#### [Exercise prompt]
Please render everything from the start of the items down to and including the line containing "[392,304,511,457]" as a numbered list, with blank lines skipped. Leave the pictures out of your answer.

___

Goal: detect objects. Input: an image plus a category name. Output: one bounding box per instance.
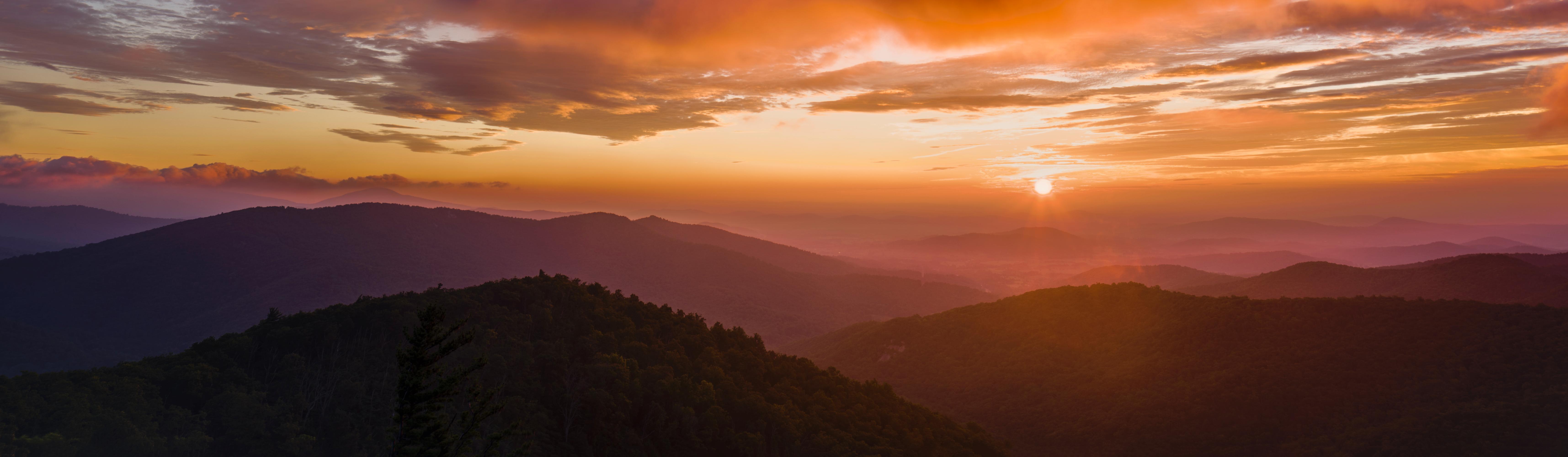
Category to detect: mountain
[0,236,71,258]
[306,188,582,219]
[637,216,978,286]
[1143,218,1568,247]
[886,227,1094,258]
[1331,236,1557,266]
[1182,254,1568,307]
[1312,214,1388,227]
[0,183,299,219]
[1058,265,1240,290]
[0,203,991,372]
[635,216,864,274]
[0,203,180,246]
[1156,250,1319,275]
[1460,236,1526,247]
[310,188,474,210]
[783,283,1568,457]
[0,275,1004,457]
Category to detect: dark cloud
[809,89,1085,113]
[0,153,505,191]
[1154,48,1366,77]
[0,81,151,116]
[328,128,522,155]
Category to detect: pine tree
[390,305,517,457]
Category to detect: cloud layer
[0,155,508,191]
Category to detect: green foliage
[785,283,1568,455]
[0,274,1002,457]
[392,304,511,457]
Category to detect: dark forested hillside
[0,203,991,372]
[0,274,1002,457]
[784,283,1568,455]
[1182,254,1568,307]
[0,203,180,246]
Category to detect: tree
[392,304,517,457]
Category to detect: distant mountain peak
[343,188,406,196]
[1460,236,1529,247]
[1372,218,1436,227]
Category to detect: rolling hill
[0,203,991,372]
[0,203,180,246]
[1181,254,1568,307]
[783,283,1568,457]
[1156,250,1319,275]
[1057,265,1240,290]
[0,275,1004,457]
[303,188,582,219]
[886,227,1096,258]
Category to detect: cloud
[0,81,151,116]
[1154,48,1366,77]
[328,128,522,155]
[0,153,505,191]
[0,0,1568,152]
[1535,64,1568,135]
[807,89,1083,113]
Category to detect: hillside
[0,275,1002,457]
[1057,265,1240,290]
[886,227,1096,258]
[0,203,991,372]
[1156,250,1319,275]
[0,203,180,246]
[783,283,1568,455]
[301,188,582,219]
[1182,254,1568,307]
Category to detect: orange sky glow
[0,0,1568,222]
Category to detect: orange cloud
[1154,48,1366,77]
[0,155,505,191]
[1535,64,1568,133]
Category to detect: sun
[1035,178,1052,196]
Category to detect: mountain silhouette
[1331,236,1557,266]
[1143,218,1568,247]
[0,203,180,252]
[0,275,1004,457]
[1157,250,1319,275]
[886,227,1096,258]
[783,283,1568,457]
[303,188,582,219]
[1181,254,1568,307]
[0,203,989,372]
[1057,265,1240,290]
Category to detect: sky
[0,0,1568,222]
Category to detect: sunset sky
[0,0,1568,222]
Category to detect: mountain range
[1055,265,1240,290]
[0,275,1004,457]
[0,203,991,372]
[783,283,1568,455]
[1181,254,1568,307]
[0,203,180,258]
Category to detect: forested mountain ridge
[0,203,991,372]
[1181,254,1568,307]
[781,283,1568,455]
[0,274,1004,457]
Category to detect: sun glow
[1035,180,1054,196]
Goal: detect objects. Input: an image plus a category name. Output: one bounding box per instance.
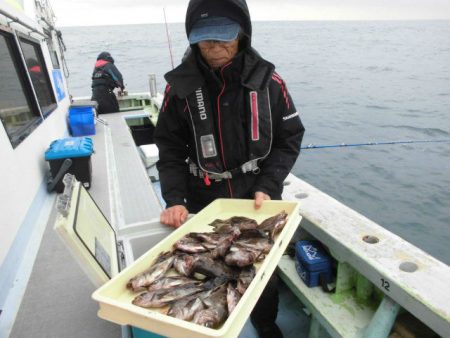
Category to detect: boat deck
[10,111,309,338]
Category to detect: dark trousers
[250,272,278,326]
[92,86,119,114]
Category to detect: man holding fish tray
[154,0,305,337]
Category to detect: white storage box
[92,199,301,338]
[139,144,159,182]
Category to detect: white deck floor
[10,112,309,338]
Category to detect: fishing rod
[300,139,450,150]
[163,8,175,69]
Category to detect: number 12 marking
[381,278,391,291]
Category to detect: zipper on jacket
[217,62,233,198]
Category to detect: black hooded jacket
[92,52,124,90]
[154,0,304,212]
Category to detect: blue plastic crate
[131,326,164,338]
[45,137,94,193]
[295,241,333,287]
[69,106,95,136]
[45,137,93,161]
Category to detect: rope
[300,139,450,150]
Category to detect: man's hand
[160,205,189,228]
[255,191,270,209]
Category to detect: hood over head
[185,0,252,46]
[97,52,114,63]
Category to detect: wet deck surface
[10,114,309,338]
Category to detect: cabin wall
[0,4,70,287]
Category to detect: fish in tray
[210,216,258,233]
[127,211,288,328]
[132,283,204,308]
[258,210,288,240]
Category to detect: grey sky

___

#### [Problem solution]
1. Goal: detect objects. Input: an image plus a category name. Output: one bounding box per instance.
2. Category to detect: mountain
3. [0,236,71,258]
4. [306,188,582,219]
5. [637,216,978,286]
6. [1143,218,1568,247]
7. [886,227,1094,258]
8. [1331,236,1557,266]
9. [1182,254,1568,307]
10. [1312,214,1388,227]
11. [0,183,299,219]
12. [1058,265,1240,290]
13. [0,203,991,372]
14. [635,216,864,274]
15. [0,203,180,246]
16. [1156,250,1319,275]
17. [1460,236,1526,247]
18. [310,188,474,210]
19. [783,283,1568,457]
20. [0,275,1004,457]
21. Category to detect: dark cloud
22. [809,89,1085,113]
23. [0,153,505,191]
24. [1154,48,1366,77]
25. [0,81,151,116]
26. [328,128,522,155]
27. Category to detect: pine tree
28. [390,305,517,457]
29. Category to detect: cloud layer
30. [0,155,508,191]
31. Category to detect: green foliage
32. [785,283,1568,455]
33. [0,274,1002,457]
34. [392,304,511,457]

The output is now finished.